··· Input for this task
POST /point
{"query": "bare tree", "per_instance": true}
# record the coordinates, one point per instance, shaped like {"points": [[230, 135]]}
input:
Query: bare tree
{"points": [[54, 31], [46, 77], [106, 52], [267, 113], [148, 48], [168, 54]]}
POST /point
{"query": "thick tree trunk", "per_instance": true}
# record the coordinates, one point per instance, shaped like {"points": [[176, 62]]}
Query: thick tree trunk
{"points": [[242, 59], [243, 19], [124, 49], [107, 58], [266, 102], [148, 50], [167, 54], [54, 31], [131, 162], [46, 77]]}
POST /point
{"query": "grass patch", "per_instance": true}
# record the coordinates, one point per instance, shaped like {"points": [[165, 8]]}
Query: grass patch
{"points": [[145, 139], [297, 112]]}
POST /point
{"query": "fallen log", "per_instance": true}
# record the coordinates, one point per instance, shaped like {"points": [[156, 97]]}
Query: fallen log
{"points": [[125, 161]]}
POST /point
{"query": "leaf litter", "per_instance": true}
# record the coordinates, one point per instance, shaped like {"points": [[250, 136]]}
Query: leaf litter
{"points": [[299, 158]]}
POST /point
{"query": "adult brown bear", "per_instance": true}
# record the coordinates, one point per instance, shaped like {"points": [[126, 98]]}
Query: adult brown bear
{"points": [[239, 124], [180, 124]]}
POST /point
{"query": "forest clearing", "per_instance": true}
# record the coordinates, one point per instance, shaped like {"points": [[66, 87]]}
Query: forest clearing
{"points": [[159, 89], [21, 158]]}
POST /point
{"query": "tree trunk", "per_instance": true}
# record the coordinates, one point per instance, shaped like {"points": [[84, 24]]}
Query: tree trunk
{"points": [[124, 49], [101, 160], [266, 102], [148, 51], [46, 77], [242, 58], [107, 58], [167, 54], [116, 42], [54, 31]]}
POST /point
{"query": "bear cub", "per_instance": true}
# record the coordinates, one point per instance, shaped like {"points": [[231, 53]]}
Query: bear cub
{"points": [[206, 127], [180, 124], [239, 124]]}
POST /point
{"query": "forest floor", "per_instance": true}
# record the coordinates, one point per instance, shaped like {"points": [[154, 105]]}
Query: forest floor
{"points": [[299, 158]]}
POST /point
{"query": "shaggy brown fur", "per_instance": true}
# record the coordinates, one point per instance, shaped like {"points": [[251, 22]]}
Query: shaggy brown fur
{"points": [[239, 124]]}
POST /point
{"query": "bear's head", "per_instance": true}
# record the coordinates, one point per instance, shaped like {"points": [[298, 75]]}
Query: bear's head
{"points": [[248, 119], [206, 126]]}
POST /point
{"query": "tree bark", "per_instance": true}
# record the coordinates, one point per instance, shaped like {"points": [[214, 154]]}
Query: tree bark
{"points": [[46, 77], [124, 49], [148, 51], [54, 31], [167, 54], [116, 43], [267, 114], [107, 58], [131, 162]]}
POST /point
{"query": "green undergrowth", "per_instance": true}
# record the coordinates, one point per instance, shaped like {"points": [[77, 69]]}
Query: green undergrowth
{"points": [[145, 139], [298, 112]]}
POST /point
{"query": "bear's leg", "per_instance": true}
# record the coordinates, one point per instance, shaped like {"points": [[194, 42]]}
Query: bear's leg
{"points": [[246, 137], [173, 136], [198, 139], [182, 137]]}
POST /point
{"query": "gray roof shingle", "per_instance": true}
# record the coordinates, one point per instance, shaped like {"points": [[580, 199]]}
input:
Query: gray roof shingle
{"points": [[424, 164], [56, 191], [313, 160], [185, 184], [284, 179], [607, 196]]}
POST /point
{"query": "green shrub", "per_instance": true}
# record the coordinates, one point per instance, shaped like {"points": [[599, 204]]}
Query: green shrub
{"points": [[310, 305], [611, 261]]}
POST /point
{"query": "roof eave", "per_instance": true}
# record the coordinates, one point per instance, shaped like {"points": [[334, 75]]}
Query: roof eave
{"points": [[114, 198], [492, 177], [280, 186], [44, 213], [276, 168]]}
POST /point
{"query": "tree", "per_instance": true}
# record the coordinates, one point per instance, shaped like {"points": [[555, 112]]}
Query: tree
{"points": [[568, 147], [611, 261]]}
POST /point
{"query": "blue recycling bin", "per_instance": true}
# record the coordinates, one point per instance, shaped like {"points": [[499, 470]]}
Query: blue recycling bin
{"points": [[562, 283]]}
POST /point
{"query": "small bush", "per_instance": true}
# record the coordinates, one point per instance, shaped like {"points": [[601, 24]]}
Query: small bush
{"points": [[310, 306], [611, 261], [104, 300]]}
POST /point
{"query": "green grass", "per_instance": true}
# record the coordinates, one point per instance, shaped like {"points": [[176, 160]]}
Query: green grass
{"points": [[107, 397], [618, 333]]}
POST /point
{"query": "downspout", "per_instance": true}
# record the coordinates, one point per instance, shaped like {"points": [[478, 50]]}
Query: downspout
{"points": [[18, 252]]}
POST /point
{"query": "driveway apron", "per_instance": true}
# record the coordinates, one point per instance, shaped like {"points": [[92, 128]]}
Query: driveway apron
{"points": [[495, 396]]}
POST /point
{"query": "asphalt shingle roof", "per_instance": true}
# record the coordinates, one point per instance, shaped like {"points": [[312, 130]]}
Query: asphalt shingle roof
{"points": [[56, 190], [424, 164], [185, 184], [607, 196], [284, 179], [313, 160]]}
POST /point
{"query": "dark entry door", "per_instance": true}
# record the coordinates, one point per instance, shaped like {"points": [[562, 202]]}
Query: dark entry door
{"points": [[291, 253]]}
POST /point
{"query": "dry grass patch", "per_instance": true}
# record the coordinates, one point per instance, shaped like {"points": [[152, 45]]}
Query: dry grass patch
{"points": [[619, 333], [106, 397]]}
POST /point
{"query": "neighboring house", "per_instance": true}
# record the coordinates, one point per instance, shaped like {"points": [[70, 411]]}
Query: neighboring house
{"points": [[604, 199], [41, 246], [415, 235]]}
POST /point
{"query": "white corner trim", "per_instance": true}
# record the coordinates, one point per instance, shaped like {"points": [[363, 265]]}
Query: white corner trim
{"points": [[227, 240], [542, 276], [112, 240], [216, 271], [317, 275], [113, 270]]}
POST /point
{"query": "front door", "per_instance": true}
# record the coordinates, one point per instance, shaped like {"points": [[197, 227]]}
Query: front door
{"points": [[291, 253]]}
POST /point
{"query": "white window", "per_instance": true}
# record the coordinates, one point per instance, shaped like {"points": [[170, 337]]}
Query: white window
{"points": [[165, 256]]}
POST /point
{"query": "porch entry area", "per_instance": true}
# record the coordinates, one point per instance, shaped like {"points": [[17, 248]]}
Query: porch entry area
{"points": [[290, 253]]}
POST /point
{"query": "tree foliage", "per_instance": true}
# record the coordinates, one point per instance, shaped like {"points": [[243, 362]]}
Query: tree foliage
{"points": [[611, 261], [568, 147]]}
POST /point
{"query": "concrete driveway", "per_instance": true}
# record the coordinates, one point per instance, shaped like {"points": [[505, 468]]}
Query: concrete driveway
······
## Your objective:
Repeat each record in full; every line must match exactly.

## Answer to the exercise:
POST /point
{"query": "bare tree", "per_instance": true}
# record the coordinates, one point per instance, shaped like {"points": [[230, 135]]}
input:
Query: bare tree
{"points": [[54, 31], [46, 77], [106, 52], [267, 113], [148, 48], [168, 54]]}
POST /point
{"query": "thick tree trunk", "per_instance": true}
# record the coordinates, one point per instance, shaped like {"points": [[176, 62]]}
Query: thick tree trunk
{"points": [[242, 59], [243, 19], [124, 49], [107, 58], [266, 102], [148, 50], [167, 54], [54, 31], [131, 162], [46, 77]]}
POST /point
{"query": "grass patch", "per_instance": true}
# record the coordinates, one point per instance, shaped like {"points": [[165, 8]]}
Query: grass patch
{"points": [[145, 139], [297, 112]]}
POST /point
{"query": "fallen log", "per_instance": true}
# record the coordinates, one point per instance, shaped like {"points": [[156, 97]]}
Query: fallen log
{"points": [[125, 161]]}
POST /point
{"query": "leaf litter", "per_instance": true}
# record the coordinates, one point per instance, shaped like {"points": [[250, 136]]}
Query: leaf litter
{"points": [[299, 158]]}
POST /point
{"query": "adult brown bear", "per_instance": true}
# record the coordinates, one point per instance, shaped like {"points": [[126, 98]]}
Query: adult brown bear
{"points": [[239, 124], [180, 124]]}
POST /point
{"query": "forest clearing", "per_instance": true}
# record the coordinates, one point per instance, shaped like {"points": [[66, 87]]}
Query: forest clearing
{"points": [[159, 89], [21, 158]]}
POST /point
{"query": "tree trunk", "per_instance": true}
# record the coordinates, one point per instance, shaped like {"points": [[84, 24]]}
Query: tree trunk
{"points": [[124, 49], [101, 160], [266, 102], [148, 51], [46, 77], [242, 58], [107, 58], [167, 54], [116, 42], [54, 31]]}
POST /point
{"query": "bear cub", "per_instance": true}
# record the coordinates, one point per instance, shaped like {"points": [[231, 53]]}
Query: bear cub
{"points": [[206, 127], [180, 124], [239, 124]]}
POST /point
{"query": "forest floor", "per_instance": true}
# record the coordinates, one point per instance, shaped like {"points": [[154, 105]]}
Query: forest floor
{"points": [[299, 158]]}
POST /point
{"query": "shaggy brown fur", "per_instance": true}
# record the coordinates, one point per instance, shaped like {"points": [[251, 22]]}
Query: shaggy brown fur
{"points": [[239, 124]]}
POST /point
{"query": "bear's head", "per_instance": true}
# record the coordinates, one point per instance, shaped like {"points": [[298, 75]]}
Query: bear's head
{"points": [[248, 119], [206, 126]]}
POST /point
{"query": "tree bark", "per_instance": true}
# record the coordinates, one point per instance, shaped like {"points": [[214, 154]]}
Query: tree bark
{"points": [[46, 77], [124, 49], [148, 51], [54, 31], [167, 54], [116, 43], [267, 114], [107, 58], [131, 162]]}
POST /point
{"query": "green undergrowth", "per_instance": true}
# record the coordinates, one point per instance, shaped like {"points": [[77, 69]]}
Query: green undergrowth
{"points": [[145, 139], [298, 112]]}
POST /point
{"query": "bear's leg", "per_instance": true}
# record the coordinates, one point per instance, shaped like {"points": [[194, 42]]}
Query: bear's leg
{"points": [[246, 137], [173, 136], [198, 139], [182, 137]]}
POST /point
{"query": "gray roof shingle", "per_instance": true}
# record the coordinates, one point per instance, shaped like {"points": [[580, 199]]}
input:
Query: gray roof shingle
{"points": [[424, 164], [56, 191], [313, 160], [185, 184], [284, 179], [607, 196]]}
POST /point
{"query": "green shrub", "per_instance": true}
# record the coordinates, one point per instance, shaped like {"points": [[599, 204]]}
Query: green shrub
{"points": [[310, 305], [611, 261]]}
POST /point
{"query": "roof eave", "per_instance": true}
# record the coordinates, one point per instance, shaped like {"points": [[334, 75]]}
Query: roof eave
{"points": [[114, 198], [492, 177], [280, 186], [44, 213], [276, 168]]}
POST /point
{"query": "tree", "per_instance": true}
# record the coordinates, one point per instance, shaped like {"points": [[555, 112]]}
Query: tree
{"points": [[568, 147], [611, 261]]}
POST /point
{"query": "blue recycling bin", "per_instance": true}
# record the coordinates, one point per instance, shaped like {"points": [[499, 470]]}
Query: blue recycling bin
{"points": [[562, 283]]}
POST /point
{"query": "small bush", "per_instance": true}
# record the coordinates, one point per instance, shaped like {"points": [[601, 24]]}
Query: small bush
{"points": [[310, 306], [611, 261], [104, 300]]}
POST /point
{"query": "green grass", "per_instance": true}
# record the coordinates, one point per instance, shaped like {"points": [[176, 160]]}
Query: green grass
{"points": [[107, 397], [618, 333]]}
POST /point
{"query": "downspout", "per_instance": true}
# record the coordinates, one point per instance, shaped like {"points": [[478, 50]]}
Query: downspout
{"points": [[18, 252]]}
POST /point
{"query": "driveway apron", "per_instance": true}
# record the coordinates, one point per instance, shaped like {"points": [[92, 128]]}
Query: driveway apron
{"points": [[495, 396]]}
POST /point
{"query": "asphalt shingle roof", "per_instance": true}
# record the coordinates, one point per instance, shaped like {"points": [[312, 130]]}
Query: asphalt shingle roof
{"points": [[56, 190], [424, 164], [185, 184], [607, 196], [284, 179], [313, 160]]}
POST /point
{"query": "dark entry door", "per_instance": true}
# record the coordinates, one point per instance, shaped like {"points": [[562, 202]]}
Query: dark entry door
{"points": [[291, 253]]}
POST /point
{"query": "dry grass patch", "per_instance": true}
# record the coordinates, one point per instance, shaped like {"points": [[152, 45]]}
Query: dry grass patch
{"points": [[619, 333], [106, 397]]}
POST /point
{"query": "neighboring house", "per_instance": true}
# record the coordinates, one point per instance, shaped like {"points": [[70, 411]]}
Query: neighboring house
{"points": [[604, 199], [41, 246], [415, 235]]}
POST /point
{"query": "white corner trim", "per_instance": true}
# record the coordinates, one point per instance, shaped like {"points": [[363, 265]]}
Query: white corner trim
{"points": [[227, 240], [542, 276], [112, 240], [216, 271], [317, 275], [113, 270]]}
POST /point
{"query": "front door", "per_instance": true}
# record the coordinates, one point per instance, shaped like {"points": [[197, 227]]}
Query: front door
{"points": [[291, 253]]}
POST /point
{"query": "white window", "per_instance": true}
# record the coordinates, one point per instance, shaped like {"points": [[170, 337]]}
Query: white window
{"points": [[165, 256]]}
POST /point
{"query": "porch entry area", "per_instance": true}
# record the coordinates, one point per instance, shaped like {"points": [[17, 248]]}
Query: porch entry area
{"points": [[290, 253]]}
POST /point
{"query": "tree foliage", "per_instance": true}
# record the coordinates, one point per instance, shaped like {"points": [[243, 362]]}
Query: tree foliage
{"points": [[611, 261], [568, 147]]}
POST /point
{"query": "concrete driveway", "per_instance": true}
# record the coordinates, one point per instance, shaped like {"points": [[505, 468]]}
Query: concrete driveway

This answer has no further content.